Aim of the exercise:
Locate all lines in the rows below that contain the word "each" and copy them out. Capital and lowercase letters count as different.

....

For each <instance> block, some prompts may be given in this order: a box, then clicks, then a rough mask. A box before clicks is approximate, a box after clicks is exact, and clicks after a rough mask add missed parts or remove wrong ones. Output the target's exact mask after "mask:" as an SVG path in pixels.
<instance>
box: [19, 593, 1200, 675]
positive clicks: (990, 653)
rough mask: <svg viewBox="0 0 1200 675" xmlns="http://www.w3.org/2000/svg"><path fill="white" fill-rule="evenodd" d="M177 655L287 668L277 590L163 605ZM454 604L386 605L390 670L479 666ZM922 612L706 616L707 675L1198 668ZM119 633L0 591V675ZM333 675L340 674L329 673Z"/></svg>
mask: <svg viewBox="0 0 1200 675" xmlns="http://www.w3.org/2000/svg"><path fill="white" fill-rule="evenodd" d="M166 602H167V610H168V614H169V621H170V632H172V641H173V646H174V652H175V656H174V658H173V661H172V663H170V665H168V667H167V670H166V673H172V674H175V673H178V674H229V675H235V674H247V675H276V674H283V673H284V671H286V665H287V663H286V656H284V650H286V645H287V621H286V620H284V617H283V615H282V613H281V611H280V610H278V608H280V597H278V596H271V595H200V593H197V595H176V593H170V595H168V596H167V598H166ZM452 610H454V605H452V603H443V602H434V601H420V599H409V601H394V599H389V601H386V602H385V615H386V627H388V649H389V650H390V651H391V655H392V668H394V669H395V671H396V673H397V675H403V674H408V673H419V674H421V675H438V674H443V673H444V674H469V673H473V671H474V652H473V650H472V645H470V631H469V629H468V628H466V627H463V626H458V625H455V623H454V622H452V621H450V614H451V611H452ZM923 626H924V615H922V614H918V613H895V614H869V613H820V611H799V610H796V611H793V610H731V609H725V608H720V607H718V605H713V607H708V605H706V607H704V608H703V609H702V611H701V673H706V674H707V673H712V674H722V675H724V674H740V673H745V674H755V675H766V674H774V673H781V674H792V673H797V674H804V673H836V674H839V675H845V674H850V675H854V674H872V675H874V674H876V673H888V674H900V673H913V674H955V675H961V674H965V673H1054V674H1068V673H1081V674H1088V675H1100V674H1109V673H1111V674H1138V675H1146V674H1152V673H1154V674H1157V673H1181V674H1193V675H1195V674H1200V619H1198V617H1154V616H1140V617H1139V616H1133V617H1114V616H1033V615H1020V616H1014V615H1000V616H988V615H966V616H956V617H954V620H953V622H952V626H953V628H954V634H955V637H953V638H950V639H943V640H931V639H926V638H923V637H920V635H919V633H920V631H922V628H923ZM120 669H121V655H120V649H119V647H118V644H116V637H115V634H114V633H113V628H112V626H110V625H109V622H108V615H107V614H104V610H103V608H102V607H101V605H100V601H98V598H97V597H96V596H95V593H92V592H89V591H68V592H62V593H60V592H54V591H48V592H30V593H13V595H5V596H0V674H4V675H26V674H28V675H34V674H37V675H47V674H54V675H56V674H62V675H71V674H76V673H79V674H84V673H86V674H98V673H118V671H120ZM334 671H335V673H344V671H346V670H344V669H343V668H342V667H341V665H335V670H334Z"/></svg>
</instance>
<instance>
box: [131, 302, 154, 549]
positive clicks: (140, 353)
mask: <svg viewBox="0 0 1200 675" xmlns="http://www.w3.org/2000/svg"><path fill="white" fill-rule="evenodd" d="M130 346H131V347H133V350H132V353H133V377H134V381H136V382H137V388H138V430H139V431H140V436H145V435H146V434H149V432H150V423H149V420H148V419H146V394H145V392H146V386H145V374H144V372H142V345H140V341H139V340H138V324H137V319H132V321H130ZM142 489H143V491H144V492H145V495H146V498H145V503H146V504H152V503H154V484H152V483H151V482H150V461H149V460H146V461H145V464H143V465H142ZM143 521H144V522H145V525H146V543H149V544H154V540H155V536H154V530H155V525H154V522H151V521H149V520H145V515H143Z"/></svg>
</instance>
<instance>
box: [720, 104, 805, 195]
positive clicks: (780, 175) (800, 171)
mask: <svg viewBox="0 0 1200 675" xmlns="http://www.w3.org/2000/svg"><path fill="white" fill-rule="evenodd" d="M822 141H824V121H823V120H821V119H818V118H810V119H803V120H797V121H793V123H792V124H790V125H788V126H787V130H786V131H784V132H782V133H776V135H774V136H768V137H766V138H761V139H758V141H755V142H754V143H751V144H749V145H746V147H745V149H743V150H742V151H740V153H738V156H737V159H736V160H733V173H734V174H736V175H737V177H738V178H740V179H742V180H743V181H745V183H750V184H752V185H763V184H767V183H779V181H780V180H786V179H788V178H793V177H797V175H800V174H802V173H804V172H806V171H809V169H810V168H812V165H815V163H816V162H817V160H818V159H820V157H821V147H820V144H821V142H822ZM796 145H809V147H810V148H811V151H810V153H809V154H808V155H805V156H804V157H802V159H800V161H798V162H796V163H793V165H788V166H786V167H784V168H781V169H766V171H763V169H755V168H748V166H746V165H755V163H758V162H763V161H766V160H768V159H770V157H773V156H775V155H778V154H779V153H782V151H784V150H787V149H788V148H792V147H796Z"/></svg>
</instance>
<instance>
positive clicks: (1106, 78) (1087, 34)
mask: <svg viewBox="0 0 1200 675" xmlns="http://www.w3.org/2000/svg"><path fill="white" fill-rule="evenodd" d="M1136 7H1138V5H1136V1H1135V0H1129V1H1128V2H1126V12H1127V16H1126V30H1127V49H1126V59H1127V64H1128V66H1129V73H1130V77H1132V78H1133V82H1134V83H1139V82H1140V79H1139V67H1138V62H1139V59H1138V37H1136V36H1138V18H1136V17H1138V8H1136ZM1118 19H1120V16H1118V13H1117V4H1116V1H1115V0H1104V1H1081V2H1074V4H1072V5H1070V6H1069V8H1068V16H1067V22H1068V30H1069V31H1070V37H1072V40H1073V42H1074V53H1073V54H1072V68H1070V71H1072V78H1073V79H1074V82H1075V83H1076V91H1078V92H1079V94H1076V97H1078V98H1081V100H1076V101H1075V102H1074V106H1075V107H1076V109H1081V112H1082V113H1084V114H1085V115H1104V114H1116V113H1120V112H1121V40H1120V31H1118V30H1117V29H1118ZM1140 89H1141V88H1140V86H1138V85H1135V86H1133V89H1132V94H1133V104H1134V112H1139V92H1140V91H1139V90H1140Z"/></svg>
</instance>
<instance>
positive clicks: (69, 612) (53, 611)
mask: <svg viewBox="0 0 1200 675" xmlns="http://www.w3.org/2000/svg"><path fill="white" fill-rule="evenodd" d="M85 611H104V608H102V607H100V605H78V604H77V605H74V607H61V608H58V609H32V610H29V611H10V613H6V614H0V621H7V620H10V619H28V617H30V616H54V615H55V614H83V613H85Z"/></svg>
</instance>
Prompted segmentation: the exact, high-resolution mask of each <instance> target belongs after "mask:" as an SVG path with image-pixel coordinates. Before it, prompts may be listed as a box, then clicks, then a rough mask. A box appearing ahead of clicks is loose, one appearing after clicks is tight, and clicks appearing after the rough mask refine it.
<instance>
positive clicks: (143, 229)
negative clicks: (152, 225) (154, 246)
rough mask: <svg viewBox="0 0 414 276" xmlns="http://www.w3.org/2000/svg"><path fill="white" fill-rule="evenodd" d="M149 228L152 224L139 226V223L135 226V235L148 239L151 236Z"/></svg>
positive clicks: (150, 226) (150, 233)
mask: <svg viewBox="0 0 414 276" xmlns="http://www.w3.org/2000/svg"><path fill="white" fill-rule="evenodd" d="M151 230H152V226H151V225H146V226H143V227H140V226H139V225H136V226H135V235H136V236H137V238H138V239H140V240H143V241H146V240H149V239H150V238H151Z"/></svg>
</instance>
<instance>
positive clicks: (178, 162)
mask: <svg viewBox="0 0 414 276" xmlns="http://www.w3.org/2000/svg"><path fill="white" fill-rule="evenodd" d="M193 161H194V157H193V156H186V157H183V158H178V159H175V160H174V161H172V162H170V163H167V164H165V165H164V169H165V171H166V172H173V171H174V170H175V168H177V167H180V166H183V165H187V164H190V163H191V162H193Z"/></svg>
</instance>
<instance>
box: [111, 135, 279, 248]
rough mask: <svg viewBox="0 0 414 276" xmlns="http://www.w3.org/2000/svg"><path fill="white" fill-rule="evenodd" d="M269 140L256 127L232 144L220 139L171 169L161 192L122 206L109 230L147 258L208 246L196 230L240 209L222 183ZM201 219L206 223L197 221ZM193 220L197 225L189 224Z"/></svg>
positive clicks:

....

The completed task:
For each <instance> block, some prompts may be given in this order: a box, then clicks, then a rough mask. A box before clicks is approximate, a box after clicks is exact, and clicks after a rough mask add missed parts or remove wrong ones. Output the target's exact mask after "mask:" as an SVG path in pixels.
Prompted segmentation: the exact, high-resolution mask of each <instance> target belongs after "mask:" as an SVG path with image-pixel coordinates. Before it, prompts may be listed as a box, then clicks, then a rough mask. A box appearing ahead of clicks is loose, one appearing after clicks is tight, and clicks appearing after the rough mask refine it.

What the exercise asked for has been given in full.